▶ **Try it**
Output all records below verbatim.

▶ **Entries supplied**
------------------------------------------------

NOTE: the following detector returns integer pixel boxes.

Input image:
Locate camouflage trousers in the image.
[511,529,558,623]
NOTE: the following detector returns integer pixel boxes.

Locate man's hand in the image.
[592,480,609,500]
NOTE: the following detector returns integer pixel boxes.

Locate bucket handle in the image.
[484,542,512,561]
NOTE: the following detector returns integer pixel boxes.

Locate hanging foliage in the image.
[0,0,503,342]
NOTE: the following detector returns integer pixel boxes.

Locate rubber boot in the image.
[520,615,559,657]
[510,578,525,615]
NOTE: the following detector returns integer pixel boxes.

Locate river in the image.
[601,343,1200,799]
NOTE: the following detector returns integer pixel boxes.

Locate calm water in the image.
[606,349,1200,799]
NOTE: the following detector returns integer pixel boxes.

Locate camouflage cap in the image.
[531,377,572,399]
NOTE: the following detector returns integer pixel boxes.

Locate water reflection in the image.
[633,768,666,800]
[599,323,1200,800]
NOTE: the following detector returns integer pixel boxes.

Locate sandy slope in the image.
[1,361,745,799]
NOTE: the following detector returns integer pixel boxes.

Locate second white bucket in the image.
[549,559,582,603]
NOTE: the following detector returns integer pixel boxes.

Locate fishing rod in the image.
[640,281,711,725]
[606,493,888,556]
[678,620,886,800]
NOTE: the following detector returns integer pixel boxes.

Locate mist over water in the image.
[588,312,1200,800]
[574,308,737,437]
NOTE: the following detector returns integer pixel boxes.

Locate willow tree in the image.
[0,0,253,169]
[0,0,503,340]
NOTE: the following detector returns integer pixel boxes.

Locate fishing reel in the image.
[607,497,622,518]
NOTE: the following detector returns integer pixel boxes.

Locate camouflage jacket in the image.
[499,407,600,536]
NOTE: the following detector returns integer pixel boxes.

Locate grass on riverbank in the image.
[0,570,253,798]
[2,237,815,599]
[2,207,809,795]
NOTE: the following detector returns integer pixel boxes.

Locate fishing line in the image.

------------------------------------------------

▶ **Solution to this exercise**
NOTE: the following detector returns integer pixel boxes.

Input image:
Locate camouflage trousers in the image.
[511,529,558,623]
NOTE: the following detector returns integer pixel boxes.

Locate man's hand in the image.
[592,480,609,500]
NOTE: the following detector returns integer pixel boxes.

Locate bucket handle in the image.
[484,542,512,561]
NOTE: the following detector returns integer pixel boxes.

Locate hanging foliage in the image.
[0,0,503,342]
NOTE: the following detector returns integer pixel boxes.

Locate rubber boot in the image.
[520,615,559,657]
[510,578,525,615]
NOTE: the following detector returns integer pixel boxes.

Locate river in the image.
[601,343,1200,799]
NOTE: the following detector returns integer pixel boxes.

Locate calm water in the image.
[606,349,1200,799]
NOTE: the following detector returns integer pixel boxes.

Locate camouflage cap in the image.
[531,377,572,399]
NOTE: the following detector returns integer pixel boxes.

Locate water reflection in the image.
[633,768,666,800]
[599,323,1200,800]
NOTE: the following detector returns integer pixel boxes.

Locate sandy slope in the image.
[1,361,745,799]
NOTE: the following detector returns integer pixel boxes.

Locate second white bucket in the image.
[549,559,582,603]
NOTE: the following detector returns integer pixel boxes.

Locate fishing rod in the image.
[640,281,711,725]
[606,493,888,556]
[678,620,886,800]
NOTE: the following detector returns integer pixel boxes.

Locate mist over water in the image.
[588,312,1200,800]
[574,308,737,437]
NOTE: the following detector returns integer pixel boxes.

Locate willow tree in the image.
[0,0,253,169]
[0,0,503,340]
NOTE: the following detector returns integer pixel boxes.

Locate fishing reel in the image.
[607,497,622,518]
NOTE: the following detector returns integer pixel boxes.

Locate camouflage jacket in the image.
[499,407,600,536]
NOTE: the following detector returns integer pixel boxes.

Locate grass on riverbank in the image.
[0,570,253,798]
[2,237,815,599]
[2,207,809,795]
NOTE: the following detector returns integer pixel boxes.

Locate fishing line in the image.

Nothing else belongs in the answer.